Texto proporcionado
/---

Paradójicamente, Sánchez y su candidato en Madrid deberían haber cobrado ventaja en un momento en que, gracias al proceso de vacunación, la enfermedad remitía. En cambio, ha sido al revés. Al PSOE le han saltado por los aires todas sus proyecciones porque no están inopinadamente gestionando bien la comunicación durante la salida de la crisis.
Un contrasentido: en el peor momento de la pandemia, resistían. Por el contrario, en un momento natural de alivio, caen. No midieron el estado de extenuación emocional de una gran parte de la sociedad madrileña. Ayuso, a su vez, capitalizó con habilidad el cansancio y se presentó, con un liderazgo incontestable, como una alternativa.
Inteligentemente, percibió que las elecciones en Madrid se convertían en un taller experimental de lo que podía pasar en toda España. Desescalaron dos candidatos de la política nacional a la autonómica y fracasaron (Bal e Iglesias).

\---

(Datos de localización de puntos en imágenes)
/---

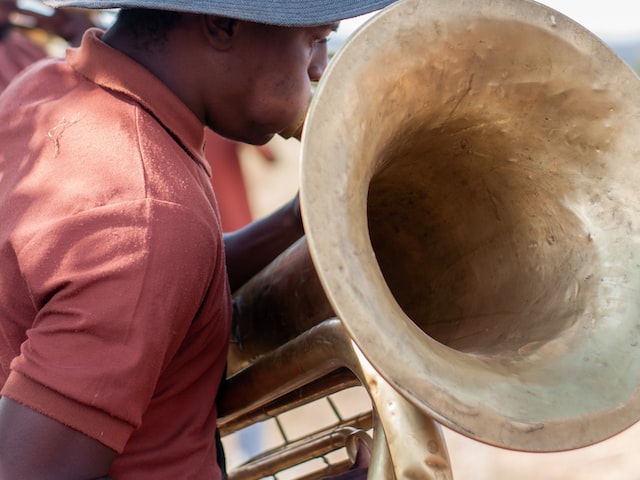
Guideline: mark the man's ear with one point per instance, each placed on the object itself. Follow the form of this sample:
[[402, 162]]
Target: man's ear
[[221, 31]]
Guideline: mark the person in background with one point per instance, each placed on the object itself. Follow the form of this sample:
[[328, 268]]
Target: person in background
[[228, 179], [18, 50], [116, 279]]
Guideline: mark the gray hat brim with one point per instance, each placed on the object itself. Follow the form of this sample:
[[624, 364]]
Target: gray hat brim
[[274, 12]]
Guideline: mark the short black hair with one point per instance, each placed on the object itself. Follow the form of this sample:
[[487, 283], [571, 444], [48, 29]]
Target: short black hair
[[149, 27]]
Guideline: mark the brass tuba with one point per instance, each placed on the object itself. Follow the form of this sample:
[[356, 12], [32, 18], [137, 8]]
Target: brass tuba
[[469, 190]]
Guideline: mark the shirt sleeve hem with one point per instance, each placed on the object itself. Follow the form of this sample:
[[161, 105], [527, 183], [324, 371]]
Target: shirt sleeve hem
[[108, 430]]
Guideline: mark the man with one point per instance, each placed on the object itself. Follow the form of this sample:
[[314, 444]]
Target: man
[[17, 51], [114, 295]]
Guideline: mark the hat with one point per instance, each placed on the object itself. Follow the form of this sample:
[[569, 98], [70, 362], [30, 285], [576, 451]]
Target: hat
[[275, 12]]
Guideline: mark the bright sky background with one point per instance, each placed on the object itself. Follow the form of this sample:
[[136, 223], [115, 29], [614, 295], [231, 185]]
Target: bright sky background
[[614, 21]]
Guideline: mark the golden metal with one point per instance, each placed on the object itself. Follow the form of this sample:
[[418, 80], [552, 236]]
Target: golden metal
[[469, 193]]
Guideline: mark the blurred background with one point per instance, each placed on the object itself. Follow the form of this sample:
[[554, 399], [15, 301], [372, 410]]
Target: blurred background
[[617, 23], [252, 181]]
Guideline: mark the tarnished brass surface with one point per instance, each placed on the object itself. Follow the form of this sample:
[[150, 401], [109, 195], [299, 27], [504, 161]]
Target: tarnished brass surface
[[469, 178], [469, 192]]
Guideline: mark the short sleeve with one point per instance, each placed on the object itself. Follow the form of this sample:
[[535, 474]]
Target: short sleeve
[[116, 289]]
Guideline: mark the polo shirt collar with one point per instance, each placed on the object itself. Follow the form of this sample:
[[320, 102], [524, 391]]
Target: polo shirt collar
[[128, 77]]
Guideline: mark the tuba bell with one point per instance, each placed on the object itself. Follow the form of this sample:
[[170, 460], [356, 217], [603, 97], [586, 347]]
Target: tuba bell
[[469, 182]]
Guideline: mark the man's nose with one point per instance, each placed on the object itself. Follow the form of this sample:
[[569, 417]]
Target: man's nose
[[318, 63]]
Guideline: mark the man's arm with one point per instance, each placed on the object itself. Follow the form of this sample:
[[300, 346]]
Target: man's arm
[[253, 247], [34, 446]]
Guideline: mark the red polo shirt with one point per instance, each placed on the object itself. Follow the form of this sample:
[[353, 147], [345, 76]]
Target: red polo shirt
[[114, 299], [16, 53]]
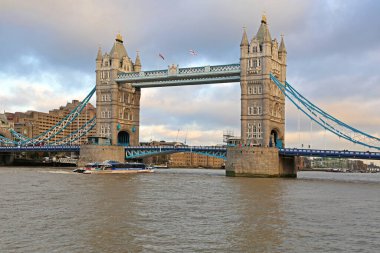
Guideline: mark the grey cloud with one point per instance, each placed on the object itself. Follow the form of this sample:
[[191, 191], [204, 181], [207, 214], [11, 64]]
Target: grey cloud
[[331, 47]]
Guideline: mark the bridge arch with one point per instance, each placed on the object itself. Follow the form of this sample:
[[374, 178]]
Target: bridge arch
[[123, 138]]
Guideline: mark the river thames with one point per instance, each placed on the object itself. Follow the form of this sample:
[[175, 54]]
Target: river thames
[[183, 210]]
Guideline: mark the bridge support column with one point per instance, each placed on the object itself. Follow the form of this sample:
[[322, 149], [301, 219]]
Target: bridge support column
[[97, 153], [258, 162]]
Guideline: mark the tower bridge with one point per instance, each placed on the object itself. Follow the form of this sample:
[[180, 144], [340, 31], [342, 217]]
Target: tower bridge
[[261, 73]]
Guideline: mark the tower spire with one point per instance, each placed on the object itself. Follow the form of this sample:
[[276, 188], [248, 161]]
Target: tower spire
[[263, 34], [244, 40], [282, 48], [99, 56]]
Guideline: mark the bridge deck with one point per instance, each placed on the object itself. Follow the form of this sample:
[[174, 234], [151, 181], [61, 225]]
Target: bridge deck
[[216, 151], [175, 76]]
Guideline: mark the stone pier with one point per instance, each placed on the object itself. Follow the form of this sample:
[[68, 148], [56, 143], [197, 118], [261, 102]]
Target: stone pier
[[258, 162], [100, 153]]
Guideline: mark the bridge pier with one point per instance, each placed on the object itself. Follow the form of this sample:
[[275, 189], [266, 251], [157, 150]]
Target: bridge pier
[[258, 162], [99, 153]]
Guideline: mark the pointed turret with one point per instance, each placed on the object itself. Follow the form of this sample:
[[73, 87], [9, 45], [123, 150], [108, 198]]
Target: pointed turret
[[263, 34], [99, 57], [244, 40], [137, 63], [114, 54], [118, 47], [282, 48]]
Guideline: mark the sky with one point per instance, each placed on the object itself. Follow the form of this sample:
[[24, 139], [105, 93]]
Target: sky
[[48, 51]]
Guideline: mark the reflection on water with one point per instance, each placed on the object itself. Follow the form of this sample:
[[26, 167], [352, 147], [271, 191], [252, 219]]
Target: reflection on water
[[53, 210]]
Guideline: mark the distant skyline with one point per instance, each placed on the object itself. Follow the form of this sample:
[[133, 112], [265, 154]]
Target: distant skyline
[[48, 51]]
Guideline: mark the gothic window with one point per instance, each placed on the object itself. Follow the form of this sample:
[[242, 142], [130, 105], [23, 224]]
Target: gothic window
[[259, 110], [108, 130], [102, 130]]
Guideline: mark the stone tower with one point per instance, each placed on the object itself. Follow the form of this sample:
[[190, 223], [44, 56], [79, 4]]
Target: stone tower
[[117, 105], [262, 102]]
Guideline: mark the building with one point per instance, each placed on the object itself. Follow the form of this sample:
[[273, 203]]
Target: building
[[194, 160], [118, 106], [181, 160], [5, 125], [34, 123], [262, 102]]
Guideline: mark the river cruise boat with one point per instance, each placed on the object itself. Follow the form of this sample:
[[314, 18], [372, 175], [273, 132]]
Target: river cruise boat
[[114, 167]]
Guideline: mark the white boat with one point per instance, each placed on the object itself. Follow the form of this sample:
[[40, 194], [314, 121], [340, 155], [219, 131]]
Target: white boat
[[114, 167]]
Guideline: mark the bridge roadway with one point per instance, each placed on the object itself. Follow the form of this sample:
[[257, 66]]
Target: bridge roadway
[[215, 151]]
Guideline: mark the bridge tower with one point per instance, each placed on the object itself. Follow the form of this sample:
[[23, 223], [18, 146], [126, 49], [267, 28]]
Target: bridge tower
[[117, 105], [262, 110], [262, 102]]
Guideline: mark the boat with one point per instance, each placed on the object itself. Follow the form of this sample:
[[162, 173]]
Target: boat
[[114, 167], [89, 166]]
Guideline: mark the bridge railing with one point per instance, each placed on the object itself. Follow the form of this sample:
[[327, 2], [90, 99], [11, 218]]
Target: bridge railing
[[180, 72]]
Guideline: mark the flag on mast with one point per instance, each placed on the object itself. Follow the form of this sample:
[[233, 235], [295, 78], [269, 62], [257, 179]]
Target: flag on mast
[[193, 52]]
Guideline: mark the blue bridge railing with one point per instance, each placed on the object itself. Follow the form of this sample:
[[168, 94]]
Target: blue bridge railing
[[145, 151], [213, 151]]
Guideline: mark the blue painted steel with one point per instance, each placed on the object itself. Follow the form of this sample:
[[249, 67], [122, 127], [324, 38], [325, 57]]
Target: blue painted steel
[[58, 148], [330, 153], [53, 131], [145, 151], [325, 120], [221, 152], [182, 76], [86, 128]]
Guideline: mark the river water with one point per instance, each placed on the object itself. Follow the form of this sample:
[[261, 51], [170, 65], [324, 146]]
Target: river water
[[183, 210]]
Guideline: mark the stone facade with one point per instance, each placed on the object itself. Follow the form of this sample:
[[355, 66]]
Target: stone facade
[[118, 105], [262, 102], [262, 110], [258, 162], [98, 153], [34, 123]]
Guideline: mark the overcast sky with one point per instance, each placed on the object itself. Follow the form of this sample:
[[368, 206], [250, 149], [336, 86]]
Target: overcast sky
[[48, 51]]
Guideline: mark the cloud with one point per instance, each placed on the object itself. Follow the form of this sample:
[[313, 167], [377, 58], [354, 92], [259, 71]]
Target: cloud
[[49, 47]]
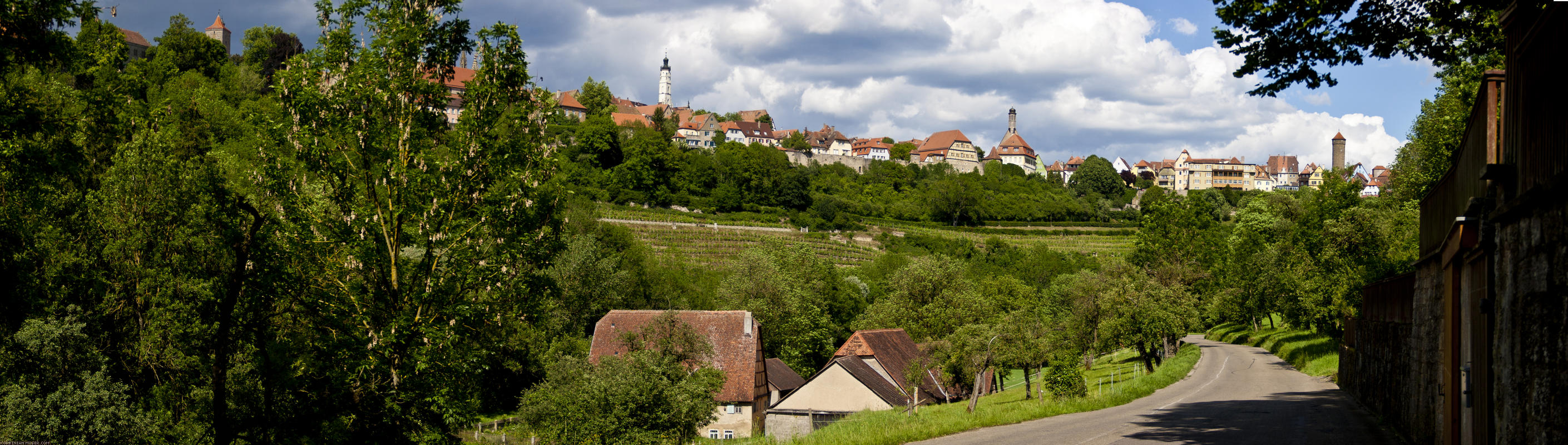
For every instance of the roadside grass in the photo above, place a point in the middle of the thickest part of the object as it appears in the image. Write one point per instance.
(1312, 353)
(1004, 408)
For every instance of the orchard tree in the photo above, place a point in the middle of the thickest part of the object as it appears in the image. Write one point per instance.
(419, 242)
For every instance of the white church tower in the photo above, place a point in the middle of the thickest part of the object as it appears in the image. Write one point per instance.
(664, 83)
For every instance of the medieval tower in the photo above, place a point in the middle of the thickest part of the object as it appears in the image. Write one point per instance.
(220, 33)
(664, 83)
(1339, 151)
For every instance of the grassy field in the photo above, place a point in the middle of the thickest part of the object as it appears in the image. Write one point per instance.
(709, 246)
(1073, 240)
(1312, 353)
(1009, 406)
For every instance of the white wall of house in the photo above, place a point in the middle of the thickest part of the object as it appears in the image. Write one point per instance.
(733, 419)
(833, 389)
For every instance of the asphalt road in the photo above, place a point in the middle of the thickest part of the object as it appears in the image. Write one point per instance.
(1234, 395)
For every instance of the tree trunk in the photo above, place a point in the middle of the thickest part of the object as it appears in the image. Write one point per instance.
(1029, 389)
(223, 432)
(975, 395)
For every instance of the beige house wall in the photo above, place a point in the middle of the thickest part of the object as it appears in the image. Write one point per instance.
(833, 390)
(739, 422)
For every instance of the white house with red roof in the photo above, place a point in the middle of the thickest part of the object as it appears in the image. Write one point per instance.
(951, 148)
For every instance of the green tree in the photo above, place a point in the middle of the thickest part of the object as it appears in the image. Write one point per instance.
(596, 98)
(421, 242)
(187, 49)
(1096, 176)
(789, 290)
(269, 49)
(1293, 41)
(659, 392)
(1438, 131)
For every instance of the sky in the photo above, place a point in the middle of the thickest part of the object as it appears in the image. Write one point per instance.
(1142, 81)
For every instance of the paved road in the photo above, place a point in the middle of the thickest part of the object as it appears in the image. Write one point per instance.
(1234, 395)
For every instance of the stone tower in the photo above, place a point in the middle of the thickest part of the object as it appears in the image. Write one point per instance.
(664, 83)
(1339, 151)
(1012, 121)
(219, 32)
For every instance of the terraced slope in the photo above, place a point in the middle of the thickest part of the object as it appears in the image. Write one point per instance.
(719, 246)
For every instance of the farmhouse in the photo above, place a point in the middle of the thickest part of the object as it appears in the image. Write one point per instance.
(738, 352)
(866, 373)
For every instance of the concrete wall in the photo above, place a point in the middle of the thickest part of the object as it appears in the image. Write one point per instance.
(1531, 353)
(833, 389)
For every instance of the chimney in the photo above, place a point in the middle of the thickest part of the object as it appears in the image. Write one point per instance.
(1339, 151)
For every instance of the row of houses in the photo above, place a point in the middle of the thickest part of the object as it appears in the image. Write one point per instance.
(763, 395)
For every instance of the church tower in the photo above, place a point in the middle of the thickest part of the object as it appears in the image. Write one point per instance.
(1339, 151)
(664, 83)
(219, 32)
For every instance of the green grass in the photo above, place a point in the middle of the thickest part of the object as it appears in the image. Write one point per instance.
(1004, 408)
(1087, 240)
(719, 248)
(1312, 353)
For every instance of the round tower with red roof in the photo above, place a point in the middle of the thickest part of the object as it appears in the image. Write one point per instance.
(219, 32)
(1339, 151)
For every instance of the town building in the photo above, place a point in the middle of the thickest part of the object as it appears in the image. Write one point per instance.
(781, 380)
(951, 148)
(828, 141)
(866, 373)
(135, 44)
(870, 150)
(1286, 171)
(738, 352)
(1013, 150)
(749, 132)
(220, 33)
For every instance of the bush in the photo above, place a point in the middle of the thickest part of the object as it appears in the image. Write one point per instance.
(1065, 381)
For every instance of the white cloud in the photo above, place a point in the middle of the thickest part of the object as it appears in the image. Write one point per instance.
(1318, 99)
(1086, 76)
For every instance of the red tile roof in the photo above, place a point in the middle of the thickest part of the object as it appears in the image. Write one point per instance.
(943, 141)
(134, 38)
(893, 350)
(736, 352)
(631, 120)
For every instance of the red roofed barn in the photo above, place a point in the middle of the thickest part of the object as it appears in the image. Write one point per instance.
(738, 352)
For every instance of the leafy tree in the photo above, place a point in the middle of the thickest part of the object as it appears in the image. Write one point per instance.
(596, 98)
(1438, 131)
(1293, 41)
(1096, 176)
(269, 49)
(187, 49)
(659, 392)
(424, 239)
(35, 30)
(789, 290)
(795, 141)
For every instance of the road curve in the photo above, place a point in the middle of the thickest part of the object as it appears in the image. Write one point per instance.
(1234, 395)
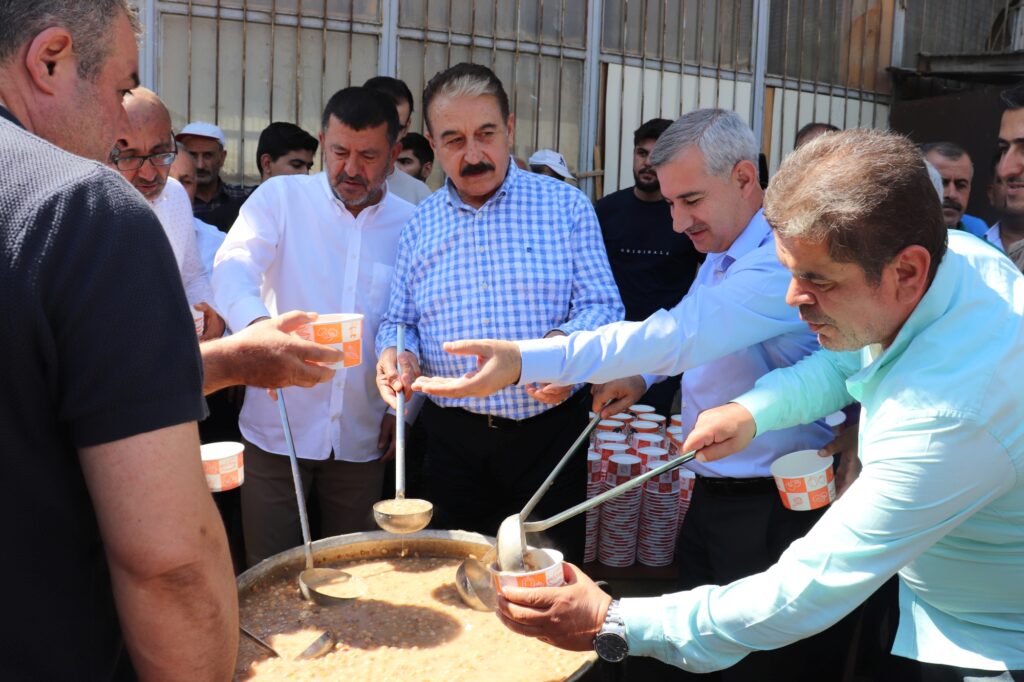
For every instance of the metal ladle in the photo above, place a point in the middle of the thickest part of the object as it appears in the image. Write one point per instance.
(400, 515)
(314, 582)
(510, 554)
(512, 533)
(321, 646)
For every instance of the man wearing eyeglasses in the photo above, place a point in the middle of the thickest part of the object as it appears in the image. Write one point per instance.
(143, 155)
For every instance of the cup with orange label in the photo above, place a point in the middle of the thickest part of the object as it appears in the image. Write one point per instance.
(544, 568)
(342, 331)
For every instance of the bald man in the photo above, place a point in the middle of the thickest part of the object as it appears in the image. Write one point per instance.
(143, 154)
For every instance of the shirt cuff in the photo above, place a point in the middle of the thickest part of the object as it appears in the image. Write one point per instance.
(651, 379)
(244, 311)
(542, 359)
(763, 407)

\---

Copia del texto sobre las elecciones en Madrid el pasaje que empieza en "Un contrasentido: en" y termina en "como una alternativa.", sustituyendo "cansancio" por "agotamiento".

Un contrasentido: en el peor momento de la pandemia, resistían. Por el contrario, en un momento natural de alivio, caen. No midieron el estado de extenuación emocional de una gran parte de la sociedad madrileña. Ayuso, a su vez, capitalizó con habilidad el agotamiento y se presentó, con un liderazgo incontestable, como una alternativa.